### Aim of the exercise
Copy the records below word for word, leaving out the pictures.

*****

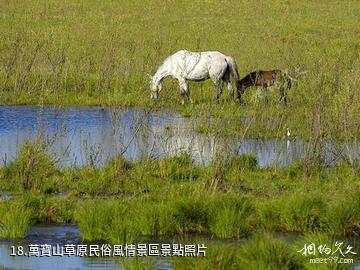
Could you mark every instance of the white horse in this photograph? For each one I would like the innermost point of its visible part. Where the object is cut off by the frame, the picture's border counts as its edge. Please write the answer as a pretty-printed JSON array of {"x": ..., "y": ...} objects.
[{"x": 196, "y": 66}]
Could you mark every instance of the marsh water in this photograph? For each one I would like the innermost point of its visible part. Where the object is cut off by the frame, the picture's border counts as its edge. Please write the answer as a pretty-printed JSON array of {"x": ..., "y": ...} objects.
[
  {"x": 60, "y": 235},
  {"x": 92, "y": 135}
]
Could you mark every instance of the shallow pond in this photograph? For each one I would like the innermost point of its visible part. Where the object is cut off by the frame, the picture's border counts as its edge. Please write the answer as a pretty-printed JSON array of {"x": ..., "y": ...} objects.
[
  {"x": 62, "y": 235},
  {"x": 92, "y": 135}
]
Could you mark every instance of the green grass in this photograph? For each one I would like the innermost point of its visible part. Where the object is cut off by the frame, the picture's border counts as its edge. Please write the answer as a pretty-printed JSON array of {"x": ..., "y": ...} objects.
[{"x": 230, "y": 198}]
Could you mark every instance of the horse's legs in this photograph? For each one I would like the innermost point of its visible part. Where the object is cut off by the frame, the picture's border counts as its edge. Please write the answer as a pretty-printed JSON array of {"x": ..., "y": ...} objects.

*****

### Reply
Could you mark every instance of the white horse in this photograph? For each one I would like the innermost point of its visible part. Where the object is cut off by the frame, the picture's border counts as its edge. Please write the answer as a pretty-printed JSON array of {"x": ..., "y": ...} objects.
[{"x": 196, "y": 66}]
Could you mark every instance of the marsh water in this photograph? For each one I would like the innermost point of its visible part. Where the object is cut off by the frame, the picture's border counts as its edge. Please write the answer as a pretty-printed JSON array of {"x": ..., "y": ...} objects.
[
  {"x": 60, "y": 235},
  {"x": 92, "y": 135}
]
Could you mark every instance of the shallow pond in this photograph? For each one I would like the innermost point of its visible part. Where the object is cut off by the frame, the picture's border counts as its edge. Please write the answer as a pretty-printed JSON array of {"x": ..., "y": ...} objects.
[
  {"x": 62, "y": 235},
  {"x": 92, "y": 135}
]
Could you mark every instance of the green grass in this photograph? For each one I would like the innermost point of its visible part. Where the object is cut off by the frame, the picture's border counts as its edge. Please write the answer as a pretty-printed JSON array of {"x": ..., "y": ...} objects.
[{"x": 230, "y": 198}]
Could you mark every instance of the horse's legs in this photograph? For each one I would like the innermost point of its visible part. Where the object is cut off by the frame, the picture's border counts as its edge. Please write the answer as a pretty-printed JSON array of {"x": ..., "y": ...} objects.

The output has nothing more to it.